(Registros de marcação e rotulagem)
--- --- ---

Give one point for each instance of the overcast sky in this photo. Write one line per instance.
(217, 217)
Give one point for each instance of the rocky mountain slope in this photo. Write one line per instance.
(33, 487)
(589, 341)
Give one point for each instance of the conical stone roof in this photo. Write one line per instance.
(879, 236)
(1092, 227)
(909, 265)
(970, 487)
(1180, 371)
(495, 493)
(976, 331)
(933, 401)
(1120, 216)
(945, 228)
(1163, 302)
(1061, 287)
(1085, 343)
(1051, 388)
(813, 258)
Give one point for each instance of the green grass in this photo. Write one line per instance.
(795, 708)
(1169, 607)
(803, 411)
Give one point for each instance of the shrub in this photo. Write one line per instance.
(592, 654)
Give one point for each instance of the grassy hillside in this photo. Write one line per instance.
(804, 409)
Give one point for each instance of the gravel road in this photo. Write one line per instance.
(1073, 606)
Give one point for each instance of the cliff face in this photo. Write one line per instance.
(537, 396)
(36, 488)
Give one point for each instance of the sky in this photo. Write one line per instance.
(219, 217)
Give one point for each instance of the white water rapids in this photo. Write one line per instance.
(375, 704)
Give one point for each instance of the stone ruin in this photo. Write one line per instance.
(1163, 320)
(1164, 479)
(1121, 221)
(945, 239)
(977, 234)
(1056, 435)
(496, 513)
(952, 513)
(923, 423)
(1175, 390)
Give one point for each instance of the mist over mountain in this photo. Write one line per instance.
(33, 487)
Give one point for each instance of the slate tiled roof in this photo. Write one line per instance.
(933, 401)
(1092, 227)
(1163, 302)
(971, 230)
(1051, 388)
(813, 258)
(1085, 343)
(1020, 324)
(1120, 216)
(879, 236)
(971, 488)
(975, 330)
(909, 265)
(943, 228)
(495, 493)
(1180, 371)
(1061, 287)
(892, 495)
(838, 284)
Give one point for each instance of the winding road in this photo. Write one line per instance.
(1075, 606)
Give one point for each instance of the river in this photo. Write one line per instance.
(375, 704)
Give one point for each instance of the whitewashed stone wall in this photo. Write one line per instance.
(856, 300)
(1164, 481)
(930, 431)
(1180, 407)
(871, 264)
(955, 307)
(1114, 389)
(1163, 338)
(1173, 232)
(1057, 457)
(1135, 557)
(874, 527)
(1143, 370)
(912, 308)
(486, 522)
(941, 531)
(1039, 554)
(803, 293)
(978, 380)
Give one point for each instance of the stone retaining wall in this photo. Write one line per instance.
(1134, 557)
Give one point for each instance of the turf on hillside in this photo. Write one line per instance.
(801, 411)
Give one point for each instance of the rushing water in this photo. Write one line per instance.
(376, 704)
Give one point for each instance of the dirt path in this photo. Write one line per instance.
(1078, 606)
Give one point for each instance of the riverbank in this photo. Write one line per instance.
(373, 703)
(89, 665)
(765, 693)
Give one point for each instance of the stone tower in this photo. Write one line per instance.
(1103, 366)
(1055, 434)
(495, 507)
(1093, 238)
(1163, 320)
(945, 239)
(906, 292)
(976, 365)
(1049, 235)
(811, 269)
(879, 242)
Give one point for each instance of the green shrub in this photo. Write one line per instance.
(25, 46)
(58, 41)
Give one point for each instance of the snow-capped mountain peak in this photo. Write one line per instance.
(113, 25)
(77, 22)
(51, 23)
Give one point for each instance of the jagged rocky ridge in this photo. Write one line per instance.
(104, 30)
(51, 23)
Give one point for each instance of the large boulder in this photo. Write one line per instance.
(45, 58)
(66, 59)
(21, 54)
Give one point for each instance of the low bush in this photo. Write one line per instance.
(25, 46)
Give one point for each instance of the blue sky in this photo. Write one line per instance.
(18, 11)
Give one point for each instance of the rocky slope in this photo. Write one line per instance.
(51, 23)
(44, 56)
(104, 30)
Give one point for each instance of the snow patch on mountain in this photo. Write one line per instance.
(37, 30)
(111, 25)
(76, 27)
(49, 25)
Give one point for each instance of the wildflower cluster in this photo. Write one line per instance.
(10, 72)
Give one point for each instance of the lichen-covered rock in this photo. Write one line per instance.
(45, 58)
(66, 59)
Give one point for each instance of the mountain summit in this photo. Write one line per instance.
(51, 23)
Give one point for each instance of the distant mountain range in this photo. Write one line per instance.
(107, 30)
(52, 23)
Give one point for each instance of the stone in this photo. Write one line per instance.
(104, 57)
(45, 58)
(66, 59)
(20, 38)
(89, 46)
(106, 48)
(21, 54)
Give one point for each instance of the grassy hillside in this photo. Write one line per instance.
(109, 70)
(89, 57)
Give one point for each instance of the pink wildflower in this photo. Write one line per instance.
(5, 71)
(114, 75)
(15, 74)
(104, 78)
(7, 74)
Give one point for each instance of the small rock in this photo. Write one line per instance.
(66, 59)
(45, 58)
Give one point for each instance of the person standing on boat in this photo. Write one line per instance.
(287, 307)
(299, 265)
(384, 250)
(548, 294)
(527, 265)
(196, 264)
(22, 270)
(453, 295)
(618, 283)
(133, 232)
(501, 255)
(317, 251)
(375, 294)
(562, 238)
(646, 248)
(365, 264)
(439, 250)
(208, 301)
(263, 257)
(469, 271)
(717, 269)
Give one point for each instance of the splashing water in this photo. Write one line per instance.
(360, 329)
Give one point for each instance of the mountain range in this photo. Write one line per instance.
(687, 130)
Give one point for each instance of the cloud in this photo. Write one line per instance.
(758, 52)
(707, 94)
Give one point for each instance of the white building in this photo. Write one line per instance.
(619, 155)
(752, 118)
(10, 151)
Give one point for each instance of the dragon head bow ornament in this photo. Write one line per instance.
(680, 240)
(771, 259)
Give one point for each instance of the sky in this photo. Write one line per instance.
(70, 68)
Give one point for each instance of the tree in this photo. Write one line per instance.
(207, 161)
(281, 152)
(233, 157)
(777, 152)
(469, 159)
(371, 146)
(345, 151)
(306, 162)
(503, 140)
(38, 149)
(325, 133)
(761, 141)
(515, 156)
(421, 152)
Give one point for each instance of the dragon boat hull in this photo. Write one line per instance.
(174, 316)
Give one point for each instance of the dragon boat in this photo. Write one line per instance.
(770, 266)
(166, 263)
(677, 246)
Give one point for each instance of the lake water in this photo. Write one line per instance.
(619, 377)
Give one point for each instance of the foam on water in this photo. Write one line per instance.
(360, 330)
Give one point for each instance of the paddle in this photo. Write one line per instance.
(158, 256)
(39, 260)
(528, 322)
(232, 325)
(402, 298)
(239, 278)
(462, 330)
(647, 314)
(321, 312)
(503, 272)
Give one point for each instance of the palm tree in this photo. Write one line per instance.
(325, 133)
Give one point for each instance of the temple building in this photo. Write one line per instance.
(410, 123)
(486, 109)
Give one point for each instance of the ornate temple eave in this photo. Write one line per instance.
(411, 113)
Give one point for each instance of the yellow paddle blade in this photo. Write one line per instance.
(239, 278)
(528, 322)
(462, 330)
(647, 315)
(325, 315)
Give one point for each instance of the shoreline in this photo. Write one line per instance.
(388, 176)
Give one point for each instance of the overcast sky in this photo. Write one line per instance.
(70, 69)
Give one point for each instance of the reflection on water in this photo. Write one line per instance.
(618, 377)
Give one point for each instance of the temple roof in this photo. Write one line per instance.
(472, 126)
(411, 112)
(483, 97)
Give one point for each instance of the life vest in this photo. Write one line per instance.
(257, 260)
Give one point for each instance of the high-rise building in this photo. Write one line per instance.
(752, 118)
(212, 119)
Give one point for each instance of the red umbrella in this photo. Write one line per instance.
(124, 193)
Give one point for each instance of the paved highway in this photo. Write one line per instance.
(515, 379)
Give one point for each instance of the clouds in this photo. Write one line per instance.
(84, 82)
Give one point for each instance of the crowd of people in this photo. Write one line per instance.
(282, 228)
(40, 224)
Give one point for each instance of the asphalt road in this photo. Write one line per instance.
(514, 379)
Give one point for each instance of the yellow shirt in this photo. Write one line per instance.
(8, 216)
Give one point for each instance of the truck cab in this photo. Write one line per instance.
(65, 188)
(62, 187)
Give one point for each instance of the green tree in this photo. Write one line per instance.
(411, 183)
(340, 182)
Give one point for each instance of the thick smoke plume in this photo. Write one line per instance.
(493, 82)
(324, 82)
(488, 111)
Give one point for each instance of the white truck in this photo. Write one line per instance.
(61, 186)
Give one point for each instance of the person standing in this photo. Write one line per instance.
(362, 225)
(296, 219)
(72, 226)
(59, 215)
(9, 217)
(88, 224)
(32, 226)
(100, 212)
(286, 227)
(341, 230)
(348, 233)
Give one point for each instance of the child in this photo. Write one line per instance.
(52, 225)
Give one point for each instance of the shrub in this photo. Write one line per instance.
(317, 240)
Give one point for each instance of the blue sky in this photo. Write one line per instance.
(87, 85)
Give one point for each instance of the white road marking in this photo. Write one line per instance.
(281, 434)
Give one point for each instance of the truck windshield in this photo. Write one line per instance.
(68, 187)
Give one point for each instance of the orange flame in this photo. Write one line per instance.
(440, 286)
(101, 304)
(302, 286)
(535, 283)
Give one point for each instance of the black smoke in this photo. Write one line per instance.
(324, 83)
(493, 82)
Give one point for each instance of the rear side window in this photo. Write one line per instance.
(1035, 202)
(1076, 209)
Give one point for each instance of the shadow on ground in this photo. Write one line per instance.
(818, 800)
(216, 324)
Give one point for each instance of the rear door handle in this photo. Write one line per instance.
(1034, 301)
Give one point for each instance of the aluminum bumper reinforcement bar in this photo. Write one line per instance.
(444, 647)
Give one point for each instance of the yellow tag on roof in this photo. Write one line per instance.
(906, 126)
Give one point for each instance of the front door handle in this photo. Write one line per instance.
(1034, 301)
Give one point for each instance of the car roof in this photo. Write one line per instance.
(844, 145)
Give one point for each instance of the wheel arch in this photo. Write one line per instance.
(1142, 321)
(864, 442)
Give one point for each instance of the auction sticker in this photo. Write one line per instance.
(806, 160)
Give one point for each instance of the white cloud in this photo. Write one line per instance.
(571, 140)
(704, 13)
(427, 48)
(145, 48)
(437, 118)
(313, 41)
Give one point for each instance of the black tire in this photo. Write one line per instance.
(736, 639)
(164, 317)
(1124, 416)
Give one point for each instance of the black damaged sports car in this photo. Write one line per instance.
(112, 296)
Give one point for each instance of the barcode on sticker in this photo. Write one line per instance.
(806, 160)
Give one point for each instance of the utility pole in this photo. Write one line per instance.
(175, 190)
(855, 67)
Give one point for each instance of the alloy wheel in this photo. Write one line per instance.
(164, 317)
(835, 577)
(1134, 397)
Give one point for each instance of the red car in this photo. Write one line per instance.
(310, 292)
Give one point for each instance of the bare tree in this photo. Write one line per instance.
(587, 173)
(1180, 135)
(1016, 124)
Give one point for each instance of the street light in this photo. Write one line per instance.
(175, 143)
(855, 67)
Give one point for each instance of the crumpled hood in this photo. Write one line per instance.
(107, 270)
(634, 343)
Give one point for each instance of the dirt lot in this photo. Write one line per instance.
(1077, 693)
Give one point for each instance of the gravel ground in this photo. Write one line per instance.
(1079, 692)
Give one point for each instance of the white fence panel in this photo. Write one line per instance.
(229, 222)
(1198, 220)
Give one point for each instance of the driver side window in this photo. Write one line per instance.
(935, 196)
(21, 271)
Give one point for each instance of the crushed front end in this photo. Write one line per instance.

--- --- ---

▸ **DESCRIÇÃO DO EXERCÍCIO**: Reescreva todas as linhas do material, da linha que contém "Give one point for each instance of the barcode" até o fim do material, inclusive. Aumente em 148 cada coordenada dos pontos dados como resposta.

▸ **RESPOSTA ESCRITA**:
Give one point for each instance of the barcode on sticker in this photo. Write one line per instance.
(954, 308)
Give one point for each instance of the utility pole in this photo. Write one line per instance.
(323, 338)
(1003, 215)
Give one point for each instance of the alloy wheel in this photo. Write one line per instance.
(312, 465)
(983, 725)
(1282, 545)
Give one point for each instance of the red car in this photo. Write one line per instance.
(458, 440)
Give one point for each instance of the bare tree in this photo. Write one line per instance.
(735, 321)
(1328, 283)
(1164, 272)
Give one point for each instance of the street light in this photo. Write one line per instance.
(323, 291)
(1003, 215)
Give one point for each instance of the crumpled hood in this photo. Write one line per instance.
(255, 418)
(782, 491)
Give one point for each instance of the dirt lot in this photo. Write one line per instance.
(1225, 841)
Give one point for each instance of the gravel ground in this photo. Write one line per instance.
(1227, 840)
Give one point for each instance of the white fence panel in this photo. Write one line per instance.
(377, 370)
(1346, 368)
Give one point for each instance of the driver side window in this photo. Write one line per instance.
(1083, 344)
(169, 419)
Give one point for each instance of the crushed front end in this photo. Write one line per instance.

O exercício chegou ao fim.